Sobre Aguirre hay pocos datos: sólo se sabe que adquirió el aparato de Bon Bernard apenas unos días antes de que éste partiera a La Habana rumbo a Argentina; el 29 de agosto de 1897, ya se ha instalado en la Calle del Espíritu Santo número 4, en un salón llamado simplemente Cinematógrafo Lumiére; se le conocen cuando menos dos películas filmadas por él: Pleito de hombres en el Zócalo y Rurales mexicanos al galope. Un anuncio publicado en el diario El Tiempo revela algunas condiciones de las funciones que ofrecía: “Local amplio, decente y céntrico. Punto donde se reúne el público más selecto y escogido, a admirar la invención grandiosa ‘La fotografía del movimiento’, amenizando el espectáculo la familia Tovar, cuyo cuarteto maestramente organizado, toca las mejores composiciones… Dos espectáculos por un solo precio: 8 vistas del cinematógrafo y 25 estereocópicas que se varían los jueves y domingos de cada semana. ENTRADA GENERAL 25 CENTAVOS. Función diaria por tandas de las 6 a las 10 de la noche.”

Su principal competidor fue el joven ingeniero Salvador Toscano, de quien, al contrario, hay información en abundancia: nacido en Guadalajara, Jalisco, en marzo de 1872, se acababa de recibir como ingeniero topógrafo en 1897 cuando adquirió su Cinematógrafo y se inició como exhibidor y documentalista, sobre todo en la Ciudad de México y el estado de Puebla, donde instaló varias salas y, al mismo tiempo, practicó la ingeniería. Con una vena narrativa que no tenían sus contemporáneos, e influido por las cintas francesas, filmó una versión breve de Don Juan Tenorio, aprovechando la representación que se llevaba al cabo en el teatro Principal, así como Rosario Obregón en Sevillanas y, en Atlixco, Luisa Obregón y su esposo en Los Canarios de Café, todo esto entre 1897 y 1899, cuando ya practica la ficción autónoma en Terrible percance de un enamorado en el cementerio de Dolores. En 1904, aplicará los trucos que ya eran
comunes en el cine de George Méliés y algunos comediantes franceses para filmar un corto publicitario para la casa tabacalera El Buen Tono, Paco Gavilanes aplastado por una locomotora, donde el comediante Gavilanes era sustituido por una figura de cartón al paso de la máquina; al levantarse la figura, fumaba tranquilamente un cigarrillo de la marca patrocinadora.

################

(Descripción del ejercicio): Determina si cada afirmación concuerda con el fragmento sobre los primeros exhibidores de cine en México; responde sí o no y cita las palabras del fragmento que lo deciden. 1. Aguirre compró el aparato a Bon Bernard pocos días antes de que este se marchara. 2. La entrada general a las funciones de Aguirre costaba 50 centavos. 3. Salvador Toscano nació en el estado de Puebla.

(Material):
################

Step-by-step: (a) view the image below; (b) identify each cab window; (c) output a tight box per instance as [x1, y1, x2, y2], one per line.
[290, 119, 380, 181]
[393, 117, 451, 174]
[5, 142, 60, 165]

################

(Respuesta al ejercicio):
1. Sí: «adquirió el aparato de Bon Bernard apenas unos días antes de que éste partiera a La Habana rumbo a Argentina».
2. No: «ENTRADA GENERAL 25 CENTAVOS».
3. No: «nacido en Guadalajara, Jalisco, en marzo de 1872».